Aliens likewise joining the mix, they are most often portrayed as mirrors to humanity, or at least a benchmark contextualizing human behavior.  In “We Who Stole the Dream,” the relationship between humanity and two alien races is explored: one humanity tortures to death to extract a valuable substance made all the more potent by pain and suffering, and the other is enslaved for manual labor, and yes, male sexual pleasure.  “A Momentary Taste of Being” seems to portray women as an alien species carrying ova, while the male humans who arrive on planet carry the sperm.  Cultural conflict, and if the symbolism rings true, gender conflict ensues.  In “On the Last Afternoon” the descendants of a ship which crash landed on a jungle planet must deal with the large locals who appear only once over a long period of time to mate, their environment and relationship all coming into sharper focus..

When it’s not concerned with alien relations, male malevolence, or the end of all things at the hands of man, Her Smoke Rose Up Forever can most often be found wallowing in morbidity.  To describe the stories would be to spoil them, but like a Tiptree Jr. story not included in this collection “The Only Neat Thing To Do,” the protagonist often ends up dead in tragic fashion.  A fascination with death evident, even if it is not central to the story at hand, it haunts the stories’ backgrounds, often revealing itself in full bloom (my anti-metpahor) at the conclusion.

It’s precisely at this point I’m of two minds (or just p.c. level 2?) regarding Her Smoke Rose Up Forever.  Individually, the stories have true impact—far beyond the average science fiction short.  Stories like “Houston, Houston Do You Read?”, “The Girl Who Was Plugged In,” and “The Women Men Don't See” slap the reader proverbially in the face, challenging assumptions regarding genre, gender, technology, and society in a manner science fiction rarely if ever has seen.  But en masse, the stories become monotonous.  “Here we go, another dark, jaded, paranoid, morbid, angry, cynical take on masculinity and humanity. What will the window dressing be this time?  Post-apocalypse?  Space travel? Proto-cyberpunk?”  At times the collection can be reduced to: what scenario can I concoct in order to depict the failings of men?

--------------------------------------------------

In the review, please name the story that seems to portray women as an alien species carrying ova. The listing has no connection to the review.

--------------------------------------------------

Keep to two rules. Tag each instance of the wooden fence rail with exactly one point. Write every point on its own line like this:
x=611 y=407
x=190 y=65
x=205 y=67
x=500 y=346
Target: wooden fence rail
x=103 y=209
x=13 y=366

--------------------------------------------------

- **Exercise output**: “A Momentary Taste of Being”